JOHANNES PAUL II.
GENERALAUDIENZ
Mittwoch, 27. Juni 1984
1. Als ich in den vergangenen Wochen das Hohelied der Liebe erläuterte, habe ich hervorgehoben, dass das sakramentale Zeichen der Ehe aufgrund der „Sprache des Leibes“ zutage tritt, die Mann und Frau in der ihnen eigenen Wahrheit zum Ausdruck bringen. Unter diesem Aspekt möchte ich heute einige Abschnitte aus dem Buch Tobias analysieren.
In dem Bericht über die Vermählung des Tobias mit Sara findet sich außer dem Ausdruck „Schwester“ — der auf eine bräutliche Liebe mit geschwisterlichen Wesenszügen hinweist — auch ein anderer Ausdruck, der auf das erwähnte Hohelied anspielt.
Wie ihr euch erinnern werdet, ist im Zwiegespräch der Brautleute die Liebe, die sie einander erklären, „stark wie der Tod“ (Hld 8,6). Im Buch Tobias lesen wir, dass Tobias „Zuneigung zu dem Mädchen fasste und sein Herz ihr gehörte“ (Tob 6,19); damit wird eine Situation vorgestellt, welche die Wahrheit der Worte über die Liebe, die „stark ist wie der Tod“, bestätigt.

Gespeicherte Dateneinträge:
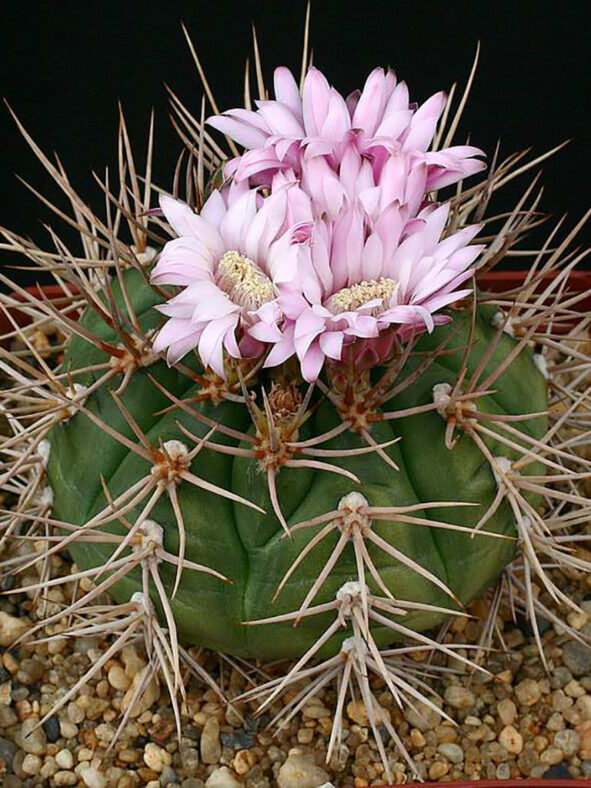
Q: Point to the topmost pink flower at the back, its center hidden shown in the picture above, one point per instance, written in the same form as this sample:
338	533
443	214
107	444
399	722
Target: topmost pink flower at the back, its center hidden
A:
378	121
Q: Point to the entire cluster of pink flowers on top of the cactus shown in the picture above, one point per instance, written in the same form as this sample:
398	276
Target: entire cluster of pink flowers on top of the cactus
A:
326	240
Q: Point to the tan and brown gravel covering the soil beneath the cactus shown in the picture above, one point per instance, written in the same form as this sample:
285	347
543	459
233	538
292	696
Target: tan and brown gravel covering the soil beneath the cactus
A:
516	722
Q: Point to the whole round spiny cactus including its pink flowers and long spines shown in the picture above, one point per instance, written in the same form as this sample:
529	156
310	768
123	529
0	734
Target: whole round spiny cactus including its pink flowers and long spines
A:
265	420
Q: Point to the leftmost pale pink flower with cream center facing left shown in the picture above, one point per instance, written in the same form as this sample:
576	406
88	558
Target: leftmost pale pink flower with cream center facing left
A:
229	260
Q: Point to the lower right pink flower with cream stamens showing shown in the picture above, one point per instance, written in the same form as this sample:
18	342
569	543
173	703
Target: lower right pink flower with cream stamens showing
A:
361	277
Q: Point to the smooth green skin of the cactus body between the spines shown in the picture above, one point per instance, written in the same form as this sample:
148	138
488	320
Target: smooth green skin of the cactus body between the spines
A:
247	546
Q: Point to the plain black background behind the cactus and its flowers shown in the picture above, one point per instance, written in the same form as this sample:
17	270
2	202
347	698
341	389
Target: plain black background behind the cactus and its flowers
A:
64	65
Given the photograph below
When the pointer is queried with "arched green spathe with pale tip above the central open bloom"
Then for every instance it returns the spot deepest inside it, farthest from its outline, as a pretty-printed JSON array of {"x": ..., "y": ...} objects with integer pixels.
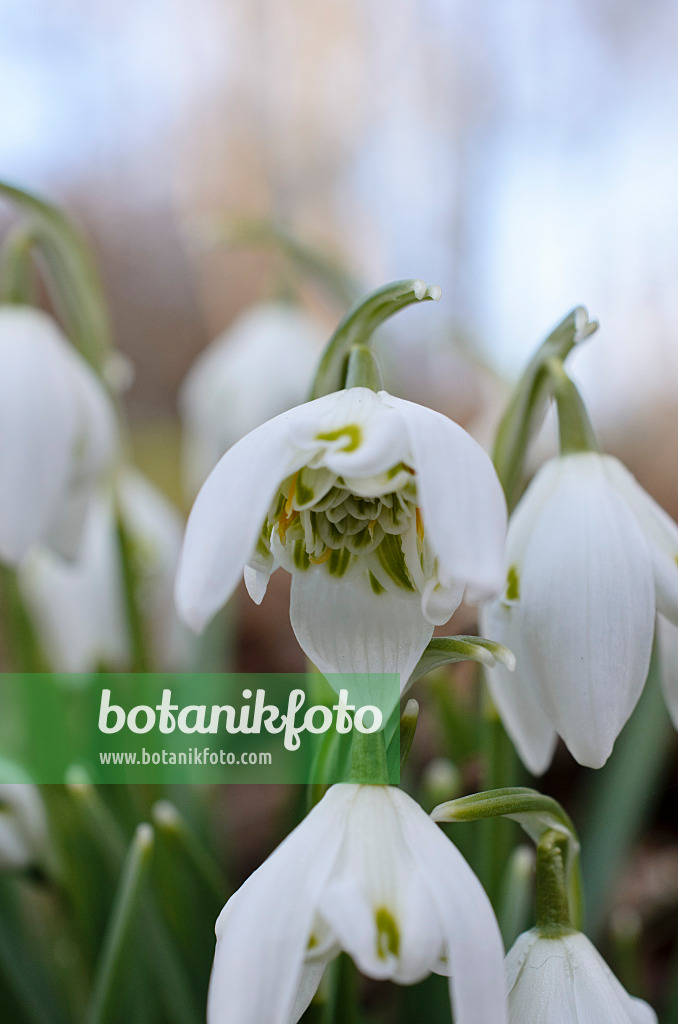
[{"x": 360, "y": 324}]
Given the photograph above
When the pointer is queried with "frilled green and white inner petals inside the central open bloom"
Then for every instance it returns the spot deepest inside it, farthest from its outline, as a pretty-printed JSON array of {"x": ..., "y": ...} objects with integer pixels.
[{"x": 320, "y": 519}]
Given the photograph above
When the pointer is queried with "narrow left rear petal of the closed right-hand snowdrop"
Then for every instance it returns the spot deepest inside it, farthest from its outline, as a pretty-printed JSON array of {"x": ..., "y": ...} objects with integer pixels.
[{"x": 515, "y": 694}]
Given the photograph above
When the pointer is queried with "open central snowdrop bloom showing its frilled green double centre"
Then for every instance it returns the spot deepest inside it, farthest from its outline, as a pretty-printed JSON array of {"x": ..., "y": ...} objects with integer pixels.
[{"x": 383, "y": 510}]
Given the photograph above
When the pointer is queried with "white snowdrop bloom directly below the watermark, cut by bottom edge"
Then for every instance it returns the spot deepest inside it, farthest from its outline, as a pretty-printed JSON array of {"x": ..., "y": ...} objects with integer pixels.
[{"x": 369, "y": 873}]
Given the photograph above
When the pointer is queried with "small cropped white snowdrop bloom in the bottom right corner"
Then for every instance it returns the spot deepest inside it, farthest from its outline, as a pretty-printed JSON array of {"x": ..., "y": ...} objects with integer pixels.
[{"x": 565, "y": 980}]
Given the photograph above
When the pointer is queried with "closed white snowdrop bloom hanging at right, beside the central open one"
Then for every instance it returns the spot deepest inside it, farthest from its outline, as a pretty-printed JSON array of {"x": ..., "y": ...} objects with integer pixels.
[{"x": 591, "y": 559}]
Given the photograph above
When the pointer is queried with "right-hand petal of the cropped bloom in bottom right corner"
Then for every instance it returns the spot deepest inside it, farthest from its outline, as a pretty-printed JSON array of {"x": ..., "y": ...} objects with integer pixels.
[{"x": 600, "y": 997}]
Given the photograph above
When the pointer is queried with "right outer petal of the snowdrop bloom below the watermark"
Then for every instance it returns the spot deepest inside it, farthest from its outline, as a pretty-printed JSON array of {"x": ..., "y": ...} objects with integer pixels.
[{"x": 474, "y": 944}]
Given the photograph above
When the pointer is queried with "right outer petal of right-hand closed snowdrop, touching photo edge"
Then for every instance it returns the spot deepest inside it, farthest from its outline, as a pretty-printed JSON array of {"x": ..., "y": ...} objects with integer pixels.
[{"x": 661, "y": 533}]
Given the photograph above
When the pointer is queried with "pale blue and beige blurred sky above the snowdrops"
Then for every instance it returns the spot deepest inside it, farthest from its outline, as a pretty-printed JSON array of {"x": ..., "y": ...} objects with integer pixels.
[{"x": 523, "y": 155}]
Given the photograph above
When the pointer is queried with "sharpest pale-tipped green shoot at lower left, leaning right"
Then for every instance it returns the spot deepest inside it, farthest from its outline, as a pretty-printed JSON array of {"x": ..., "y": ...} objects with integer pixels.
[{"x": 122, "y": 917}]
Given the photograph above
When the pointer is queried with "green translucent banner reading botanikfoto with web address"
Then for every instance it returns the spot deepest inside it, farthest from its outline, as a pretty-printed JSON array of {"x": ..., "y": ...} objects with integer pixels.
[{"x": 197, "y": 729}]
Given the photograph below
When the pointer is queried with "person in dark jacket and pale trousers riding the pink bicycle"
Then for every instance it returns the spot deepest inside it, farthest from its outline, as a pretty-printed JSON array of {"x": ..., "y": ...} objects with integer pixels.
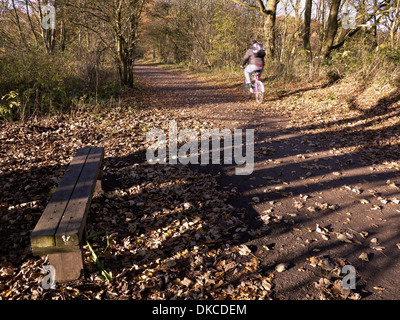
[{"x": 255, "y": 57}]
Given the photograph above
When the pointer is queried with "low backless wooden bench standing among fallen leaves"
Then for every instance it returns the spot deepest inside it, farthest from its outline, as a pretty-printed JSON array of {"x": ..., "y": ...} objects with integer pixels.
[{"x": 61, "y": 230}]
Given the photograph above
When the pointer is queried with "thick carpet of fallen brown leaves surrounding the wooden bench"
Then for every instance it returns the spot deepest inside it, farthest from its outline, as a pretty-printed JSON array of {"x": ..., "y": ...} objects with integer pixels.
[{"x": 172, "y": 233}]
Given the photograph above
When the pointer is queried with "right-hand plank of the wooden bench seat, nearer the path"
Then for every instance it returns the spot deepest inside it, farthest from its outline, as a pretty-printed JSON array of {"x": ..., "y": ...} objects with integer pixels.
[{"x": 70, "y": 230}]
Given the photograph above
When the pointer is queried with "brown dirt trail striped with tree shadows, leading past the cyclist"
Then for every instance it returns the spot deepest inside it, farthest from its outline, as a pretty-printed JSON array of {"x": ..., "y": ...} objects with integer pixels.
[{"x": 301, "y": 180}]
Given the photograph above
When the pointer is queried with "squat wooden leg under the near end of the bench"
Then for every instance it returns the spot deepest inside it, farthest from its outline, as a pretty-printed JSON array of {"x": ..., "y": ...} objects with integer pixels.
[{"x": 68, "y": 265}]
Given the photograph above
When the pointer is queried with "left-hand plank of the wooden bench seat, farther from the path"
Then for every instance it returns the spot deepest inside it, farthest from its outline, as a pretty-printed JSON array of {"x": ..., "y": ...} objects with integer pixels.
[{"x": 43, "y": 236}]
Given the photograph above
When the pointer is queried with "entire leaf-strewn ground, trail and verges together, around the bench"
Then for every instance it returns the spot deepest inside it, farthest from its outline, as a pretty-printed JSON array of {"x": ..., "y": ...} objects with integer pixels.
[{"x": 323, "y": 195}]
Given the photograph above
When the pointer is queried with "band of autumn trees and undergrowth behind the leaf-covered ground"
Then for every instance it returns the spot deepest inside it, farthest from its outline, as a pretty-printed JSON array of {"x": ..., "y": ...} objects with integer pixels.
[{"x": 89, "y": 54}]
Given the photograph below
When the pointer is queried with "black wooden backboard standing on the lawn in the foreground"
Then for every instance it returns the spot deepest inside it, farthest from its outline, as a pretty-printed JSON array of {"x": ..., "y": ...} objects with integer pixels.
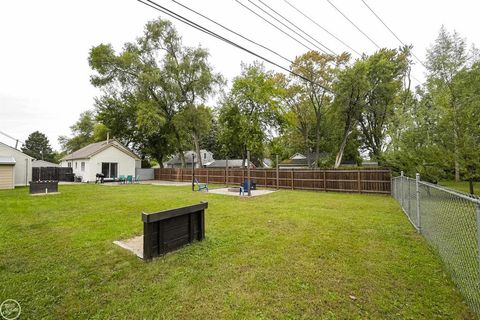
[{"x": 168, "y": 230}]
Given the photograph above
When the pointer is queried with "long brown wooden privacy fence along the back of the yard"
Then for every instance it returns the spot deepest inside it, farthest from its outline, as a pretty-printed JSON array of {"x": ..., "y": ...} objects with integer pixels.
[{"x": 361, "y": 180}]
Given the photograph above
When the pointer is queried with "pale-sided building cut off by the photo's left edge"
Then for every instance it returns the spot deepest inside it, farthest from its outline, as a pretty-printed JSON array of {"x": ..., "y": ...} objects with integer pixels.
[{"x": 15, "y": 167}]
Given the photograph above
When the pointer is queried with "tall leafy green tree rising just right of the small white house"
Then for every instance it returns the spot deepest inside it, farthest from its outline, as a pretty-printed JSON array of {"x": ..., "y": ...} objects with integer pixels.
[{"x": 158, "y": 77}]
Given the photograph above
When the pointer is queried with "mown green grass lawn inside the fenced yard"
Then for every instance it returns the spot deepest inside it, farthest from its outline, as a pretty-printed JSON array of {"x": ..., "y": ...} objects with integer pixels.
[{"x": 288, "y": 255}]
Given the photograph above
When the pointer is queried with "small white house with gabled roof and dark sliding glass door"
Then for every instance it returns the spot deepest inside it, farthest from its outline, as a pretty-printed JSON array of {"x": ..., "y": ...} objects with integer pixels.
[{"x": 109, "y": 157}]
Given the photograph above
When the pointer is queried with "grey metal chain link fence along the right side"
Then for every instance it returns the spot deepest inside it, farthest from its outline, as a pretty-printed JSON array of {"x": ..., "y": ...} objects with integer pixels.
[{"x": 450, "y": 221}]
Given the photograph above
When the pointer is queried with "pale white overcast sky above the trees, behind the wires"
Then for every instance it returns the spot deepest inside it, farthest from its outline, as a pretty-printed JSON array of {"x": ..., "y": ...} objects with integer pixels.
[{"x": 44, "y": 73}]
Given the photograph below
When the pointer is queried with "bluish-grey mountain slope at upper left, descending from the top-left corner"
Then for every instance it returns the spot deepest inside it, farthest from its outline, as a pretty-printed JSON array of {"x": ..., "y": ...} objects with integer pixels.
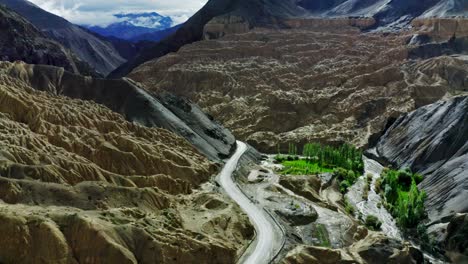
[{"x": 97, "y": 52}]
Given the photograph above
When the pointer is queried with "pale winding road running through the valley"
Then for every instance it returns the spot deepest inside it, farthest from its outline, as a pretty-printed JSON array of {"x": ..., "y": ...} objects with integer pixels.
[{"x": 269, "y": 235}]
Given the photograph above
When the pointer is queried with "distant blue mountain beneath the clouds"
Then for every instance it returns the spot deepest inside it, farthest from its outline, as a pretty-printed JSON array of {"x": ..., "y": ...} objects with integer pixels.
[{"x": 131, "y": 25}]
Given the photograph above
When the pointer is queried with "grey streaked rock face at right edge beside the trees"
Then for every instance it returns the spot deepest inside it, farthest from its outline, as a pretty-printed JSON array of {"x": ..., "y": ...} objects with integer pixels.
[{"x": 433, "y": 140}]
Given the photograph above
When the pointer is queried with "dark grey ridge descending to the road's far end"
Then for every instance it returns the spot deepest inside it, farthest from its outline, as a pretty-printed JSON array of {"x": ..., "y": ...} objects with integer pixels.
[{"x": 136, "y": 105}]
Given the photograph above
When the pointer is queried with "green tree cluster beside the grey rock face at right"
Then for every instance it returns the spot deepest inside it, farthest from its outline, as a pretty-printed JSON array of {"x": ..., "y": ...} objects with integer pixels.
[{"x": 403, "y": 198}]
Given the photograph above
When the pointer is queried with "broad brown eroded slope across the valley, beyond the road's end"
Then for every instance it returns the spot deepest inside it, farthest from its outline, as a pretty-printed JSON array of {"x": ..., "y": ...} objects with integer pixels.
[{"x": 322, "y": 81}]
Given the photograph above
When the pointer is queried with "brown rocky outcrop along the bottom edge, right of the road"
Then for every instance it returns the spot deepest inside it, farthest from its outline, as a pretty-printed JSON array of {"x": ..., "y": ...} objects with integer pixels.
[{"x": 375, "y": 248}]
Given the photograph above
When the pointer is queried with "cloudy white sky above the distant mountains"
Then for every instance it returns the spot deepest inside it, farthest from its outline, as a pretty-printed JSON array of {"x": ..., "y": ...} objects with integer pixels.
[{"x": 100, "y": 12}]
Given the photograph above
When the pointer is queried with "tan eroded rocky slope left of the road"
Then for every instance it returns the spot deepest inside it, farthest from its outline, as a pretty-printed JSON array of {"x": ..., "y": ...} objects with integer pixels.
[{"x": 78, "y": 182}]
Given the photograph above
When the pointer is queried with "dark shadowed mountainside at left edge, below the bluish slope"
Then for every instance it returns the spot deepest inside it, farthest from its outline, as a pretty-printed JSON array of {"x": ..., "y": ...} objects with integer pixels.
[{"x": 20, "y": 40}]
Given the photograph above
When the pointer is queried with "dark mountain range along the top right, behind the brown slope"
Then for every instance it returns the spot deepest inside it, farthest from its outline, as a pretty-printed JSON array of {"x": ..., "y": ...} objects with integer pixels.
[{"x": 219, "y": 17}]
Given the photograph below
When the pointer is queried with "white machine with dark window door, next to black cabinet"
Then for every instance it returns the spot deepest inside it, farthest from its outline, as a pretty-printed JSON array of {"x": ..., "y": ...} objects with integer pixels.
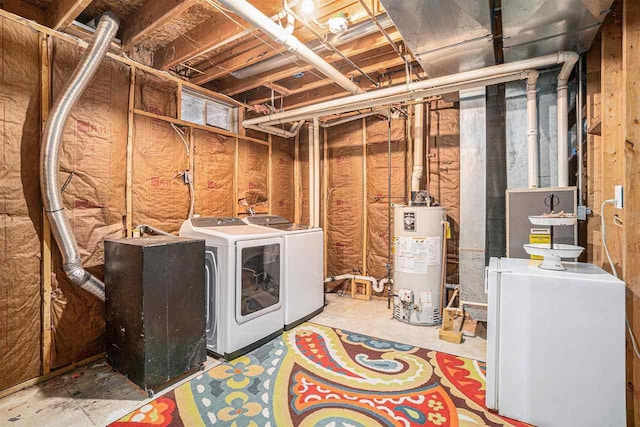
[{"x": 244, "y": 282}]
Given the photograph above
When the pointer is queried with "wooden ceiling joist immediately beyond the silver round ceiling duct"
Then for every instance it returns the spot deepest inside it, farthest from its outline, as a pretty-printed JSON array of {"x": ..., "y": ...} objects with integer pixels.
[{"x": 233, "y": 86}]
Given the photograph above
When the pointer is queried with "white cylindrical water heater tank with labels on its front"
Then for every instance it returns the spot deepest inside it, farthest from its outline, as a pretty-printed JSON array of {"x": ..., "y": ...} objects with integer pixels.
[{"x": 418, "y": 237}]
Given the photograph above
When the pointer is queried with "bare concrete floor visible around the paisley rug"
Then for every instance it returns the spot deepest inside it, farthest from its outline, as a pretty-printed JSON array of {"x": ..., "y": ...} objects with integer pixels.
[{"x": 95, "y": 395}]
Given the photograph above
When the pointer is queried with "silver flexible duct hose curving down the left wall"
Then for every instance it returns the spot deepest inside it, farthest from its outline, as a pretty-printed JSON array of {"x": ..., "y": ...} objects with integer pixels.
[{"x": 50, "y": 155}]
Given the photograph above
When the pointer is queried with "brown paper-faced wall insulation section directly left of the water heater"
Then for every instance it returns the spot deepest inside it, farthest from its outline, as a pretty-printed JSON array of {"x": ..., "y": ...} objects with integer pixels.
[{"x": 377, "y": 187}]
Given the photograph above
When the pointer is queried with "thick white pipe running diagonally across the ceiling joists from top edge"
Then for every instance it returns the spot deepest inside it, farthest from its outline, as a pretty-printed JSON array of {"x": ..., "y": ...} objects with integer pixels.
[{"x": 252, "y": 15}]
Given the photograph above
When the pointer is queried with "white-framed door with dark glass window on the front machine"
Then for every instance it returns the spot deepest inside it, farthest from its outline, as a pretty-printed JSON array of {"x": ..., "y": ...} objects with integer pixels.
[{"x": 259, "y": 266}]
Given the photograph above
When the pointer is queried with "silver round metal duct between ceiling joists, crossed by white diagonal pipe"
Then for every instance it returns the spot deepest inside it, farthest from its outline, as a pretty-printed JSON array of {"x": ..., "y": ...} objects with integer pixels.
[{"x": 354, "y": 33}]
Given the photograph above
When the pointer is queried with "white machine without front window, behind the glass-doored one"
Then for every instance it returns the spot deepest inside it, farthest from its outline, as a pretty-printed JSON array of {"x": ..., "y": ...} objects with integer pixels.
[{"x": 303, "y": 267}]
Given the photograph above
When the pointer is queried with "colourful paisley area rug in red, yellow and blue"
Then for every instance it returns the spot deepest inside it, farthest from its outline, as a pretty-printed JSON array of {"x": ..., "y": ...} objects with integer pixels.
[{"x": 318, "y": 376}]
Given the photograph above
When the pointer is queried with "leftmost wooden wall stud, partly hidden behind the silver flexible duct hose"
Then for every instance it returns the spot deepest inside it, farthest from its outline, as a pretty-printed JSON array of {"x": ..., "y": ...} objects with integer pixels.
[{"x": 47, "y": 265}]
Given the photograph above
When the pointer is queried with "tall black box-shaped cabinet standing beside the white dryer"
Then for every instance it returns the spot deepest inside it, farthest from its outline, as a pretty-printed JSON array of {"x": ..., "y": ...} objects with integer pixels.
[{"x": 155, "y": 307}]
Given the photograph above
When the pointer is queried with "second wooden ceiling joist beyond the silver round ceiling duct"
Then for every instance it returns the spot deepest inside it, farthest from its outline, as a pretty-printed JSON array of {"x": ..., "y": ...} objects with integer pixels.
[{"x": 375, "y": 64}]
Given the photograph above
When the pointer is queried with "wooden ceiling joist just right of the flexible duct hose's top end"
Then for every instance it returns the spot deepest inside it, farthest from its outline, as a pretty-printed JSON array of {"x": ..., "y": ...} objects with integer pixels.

ARBEITSAUFTRAG
Gib den Absatz im Quellenauszug, der mit „Wie ihr euch erinnern werdet“ beginnt, in höchstens zwei Sätzen verkürzt wieder.

LÖSUNG
Im Hohelied nennen die Brautleute die Liebe, die sie einander erklären, „stark wie der Tod“ (Hld 8,6). Das Buch Tobias bestätigt diese Wahrheit, wenn Tobias „Zuneigung zu dem Mädchen fasste und sein Herz ihr gehörte“ (Tob 6,19).